━━━ TEXTO PARA LEITURA
Rogério: Eles sabiam dosar, eles sabiam que pra determinada pessoa o psicológico era pior.

Marília: Um dia desci, eles me tiraram numa madrugada lá e me botaram na frente do Amadeu. Eu fiquei horrorizada de ver o Amadeu. Ele estava um trapo, a boca do Amadeu estava toda quebrada, ele estava implorando água, entendeu? E ele estava no fim. Mas ele estava, assim, no fim. E os caras arrebentavam, o incrível exército de Brancaleone, acabaram com ele. E eu cheguei na frente dele, porque era assim que eles faziam para poder um arrebentar com o outro, entendeu? É a chamada acareação, né? O Amadeu falou tudo que eu tinha feito, entendeu?

Helena: Naquele momento?

Marília: É, que eu estava na Bemfam, que eu tinha contato com a fulana, com a beltrana, que eu não tinha nada com os assaltos que a organização fazia, nem eu nem o Rogério, ele falou tudo. O Amadeu, entendeu? Eu só vi o Amadeu lá dentro. Foi o único que eu vi.

Helena: Eles queriam apurar se vocês estavam envolvidos com a luta armada também.
━━━━━━
━━━ DADOS
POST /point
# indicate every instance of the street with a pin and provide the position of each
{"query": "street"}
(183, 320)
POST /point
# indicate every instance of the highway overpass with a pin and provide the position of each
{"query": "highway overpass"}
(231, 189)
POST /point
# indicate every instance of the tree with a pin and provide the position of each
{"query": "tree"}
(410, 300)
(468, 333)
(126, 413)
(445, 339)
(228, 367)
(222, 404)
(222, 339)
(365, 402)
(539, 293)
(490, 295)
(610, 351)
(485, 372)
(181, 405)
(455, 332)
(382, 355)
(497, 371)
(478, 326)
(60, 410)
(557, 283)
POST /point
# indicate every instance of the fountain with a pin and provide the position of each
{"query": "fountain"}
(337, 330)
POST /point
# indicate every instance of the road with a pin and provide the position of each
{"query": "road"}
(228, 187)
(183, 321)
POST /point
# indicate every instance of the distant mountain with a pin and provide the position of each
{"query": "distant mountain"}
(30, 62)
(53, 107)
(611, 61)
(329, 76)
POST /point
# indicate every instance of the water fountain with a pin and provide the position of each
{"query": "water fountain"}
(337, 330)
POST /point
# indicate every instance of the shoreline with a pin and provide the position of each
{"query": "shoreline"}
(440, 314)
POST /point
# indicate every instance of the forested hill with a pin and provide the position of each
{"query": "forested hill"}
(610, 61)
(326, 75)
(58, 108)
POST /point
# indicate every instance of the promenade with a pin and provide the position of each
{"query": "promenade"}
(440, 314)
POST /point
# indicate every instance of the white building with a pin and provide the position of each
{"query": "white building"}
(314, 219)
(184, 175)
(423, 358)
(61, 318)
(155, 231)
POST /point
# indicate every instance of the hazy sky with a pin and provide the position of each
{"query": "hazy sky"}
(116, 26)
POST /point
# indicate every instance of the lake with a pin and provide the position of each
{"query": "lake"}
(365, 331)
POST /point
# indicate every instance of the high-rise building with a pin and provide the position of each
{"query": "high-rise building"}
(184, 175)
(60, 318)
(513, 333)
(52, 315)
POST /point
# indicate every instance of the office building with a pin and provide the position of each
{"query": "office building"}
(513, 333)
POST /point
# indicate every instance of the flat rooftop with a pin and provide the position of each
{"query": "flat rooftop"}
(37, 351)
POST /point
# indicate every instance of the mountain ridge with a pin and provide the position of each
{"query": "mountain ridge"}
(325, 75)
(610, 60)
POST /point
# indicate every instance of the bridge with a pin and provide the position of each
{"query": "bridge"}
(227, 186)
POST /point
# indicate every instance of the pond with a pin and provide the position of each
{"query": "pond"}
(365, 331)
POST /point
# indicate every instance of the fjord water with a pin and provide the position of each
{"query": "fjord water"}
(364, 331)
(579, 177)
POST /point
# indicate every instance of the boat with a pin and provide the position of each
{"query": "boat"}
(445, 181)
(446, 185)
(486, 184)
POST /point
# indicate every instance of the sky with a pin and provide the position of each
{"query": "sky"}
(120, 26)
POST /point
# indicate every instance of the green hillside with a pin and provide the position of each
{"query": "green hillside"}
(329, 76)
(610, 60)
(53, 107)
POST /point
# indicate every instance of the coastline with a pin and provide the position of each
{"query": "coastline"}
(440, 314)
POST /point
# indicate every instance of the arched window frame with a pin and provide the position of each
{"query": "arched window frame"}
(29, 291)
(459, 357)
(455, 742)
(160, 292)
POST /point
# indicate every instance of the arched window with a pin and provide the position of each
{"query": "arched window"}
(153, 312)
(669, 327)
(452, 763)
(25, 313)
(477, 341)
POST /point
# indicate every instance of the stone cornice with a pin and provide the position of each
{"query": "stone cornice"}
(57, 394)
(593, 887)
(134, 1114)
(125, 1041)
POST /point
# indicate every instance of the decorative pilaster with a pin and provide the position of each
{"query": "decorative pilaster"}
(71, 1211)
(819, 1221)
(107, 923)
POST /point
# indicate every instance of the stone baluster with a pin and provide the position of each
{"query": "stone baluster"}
━━━━━━
O QUE FAZER:
A) Na entrevista, quem foi a única pessoa que Marília diz ter visto lá dentro?
B) Dê continuidade à entrevista com Marília e Rogério sobre a prisão, começando logo depois da última fala.
Os registros vêm de outra fonte, separada da entrevista.

SUAS RESPOSTAS:
A) O Amadeu.

B)
Marília: É, e eu sabia que o Rogério estava lá dentro porque eu ouvi os passos dele quando ele chegou. Eu conheci eles falando “Rogério, Rogério” eu ouvi, eu sabia que ele estava lá dentro, entendeu? Mas ficou sempre a dúvida, mataram, sumiram, porque… a forma que eles fizeram. Então, daí, eu e três mulheres fomos pro DOPS. Ficamos lá, enquanto o Rogério estava na PE, eu estava no DOPS. Eu tinha saído da PE e fui pro DOPS. Mas eles falaram bastante “Você vai voltar”. E eu sabia que eu ia voltar. Eu tinha essa certeza que eu ia voltar, porque o que eles falaram, o que eles fizeram, eu sabia que ia voltar, o meu terror era imenso. Muito medo. E eu sabia que ia voltar. E aí quando eu fiquei lá no DOPS, a gente ficou cada uma numa cela, uma era esposa do Amadeu. Eu não vi pessoalmente, mas a gente ouvia, entendeu? A gente ouvia. E eu fiquei lá uns três ou quatro dias, não me lembro, não tenho esse fragmento, essa memória, não tenho quanto tempo. Ninguém me entrevistou, nada, ninguém me tirou depoimento nenhum, ninguém me bateu em nada. Até os carcereiros, depois de três ou quatro dias você começa a ouvir “Oh Campo Grande”, entendeu? As pessoas ali, não sei o que houve, eu sei que, um belo dia, também de madrugada, me encapuzaram e me levaram. Estava amanhecendo o dia. Me levaram pro Hospital Central do Exército, entendeu? E eu me lembro que para… eu estava de capuz, eles foram me arrebentando de lá até… que deveria ser perto, não era longe. E aí, era um japonês que sempre me conduzia, e esse japonês me tirou o capuz e a gente tinha que atravessar um jardim, surpreendentemente eu ouvia voz de criança, entendeu? Era o jardim do HCE, entendeu? Que deveria ser seis e meia, sete horas, que estava começando o dia e ele falou “Você me abraça, porque vai ficar sem o capuz e você olha só pra mim”. E ficamos horas, até não sei quanto tempo, abriu um lugar lá, e ele entrar e me botar dentro de um quarto de doentes. Mas era uma cela. Se tornou ali, uma semana de cela pra mim. E aí…

Helena: Dentro do hospital do exército?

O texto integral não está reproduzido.